### Directions for this task
Copy the lines below with every "rough mask" swapped for "coarse mask" and nothing else changed. Omit the pictures from your answer.

### Provided records

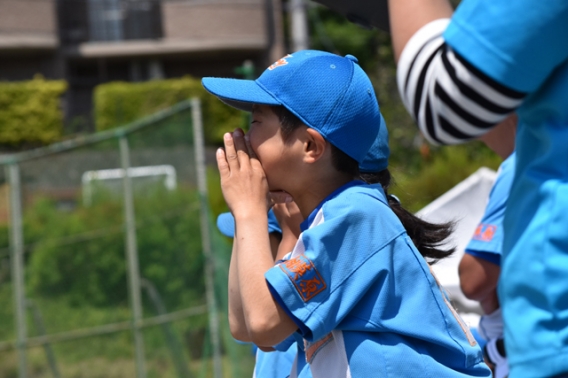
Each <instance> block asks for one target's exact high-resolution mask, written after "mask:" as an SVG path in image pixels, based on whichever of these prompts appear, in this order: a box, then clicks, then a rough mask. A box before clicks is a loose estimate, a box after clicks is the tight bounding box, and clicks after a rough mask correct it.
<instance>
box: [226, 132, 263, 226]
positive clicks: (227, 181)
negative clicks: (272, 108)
mask: <svg viewBox="0 0 568 378" xmlns="http://www.w3.org/2000/svg"><path fill="white" fill-rule="evenodd" d="M223 139H224V144H225V150H223V149H221V148H220V149H218V150H217V166H218V168H219V173H220V176H221V189H222V191H223V196H224V197H225V201H226V202H227V205H228V206H229V209H230V210H231V212H232V213H233V215H234V216H235V217H237V214H239V215H243V214H245V215H246V214H248V213H251V212H255V211H262V212H263V213H264V214H266V213H267V212H268V209H269V208H270V199H269V194H268V183H267V181H266V175H265V174H264V170H263V169H262V166H261V165H260V162H259V161H258V159H257V158H256V157H255V156H254V153H253V152H252V149H251V148H250V146H249V145H248V143H247V142H246V141H245V138H244V133H243V131H242V130H240V129H236V130H235V131H234V132H233V133H232V134H231V133H226V134H225V135H224V137H223Z"/></svg>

### Completed exercise
Each <instance> block asks for one target's exact high-resolution mask, written after "mask:" as an SVG path in image pixels, based on whichever of these prompts appear, in this order: a box, then clicks, then a coarse mask. A box before clicks is a loose estimate, a box after clicks is the tight bounding box, and clicks after a coarse mask correct it.
<instance>
box: [226, 132, 263, 226]
positive clicks: (227, 181)
negative clicks: (272, 108)
mask: <svg viewBox="0 0 568 378" xmlns="http://www.w3.org/2000/svg"><path fill="white" fill-rule="evenodd" d="M223 139H224V144H225V150H223V149H221V148H220V149H218V150H217V166H218V168H219V173H220V176H221V189H222V191H223V196H224V197H225V201H226V202H227V205H228V206H229V209H230V210H231V212H232V213H233V215H234V216H235V217H237V214H239V215H243V214H245V215H246V214H248V213H251V212H255V211H262V212H263V213H264V214H266V213H267V212H268V209H269V208H270V199H269V194H268V183H267V181H266V175H265V174H264V170H263V169H262V166H261V165H260V162H259V161H258V159H257V158H256V157H255V156H254V153H253V152H252V149H251V148H250V146H249V145H248V143H247V142H246V141H245V138H244V133H243V131H242V130H240V129H236V130H235V131H234V132H233V133H232V134H231V133H226V134H225V135H224V137H223Z"/></svg>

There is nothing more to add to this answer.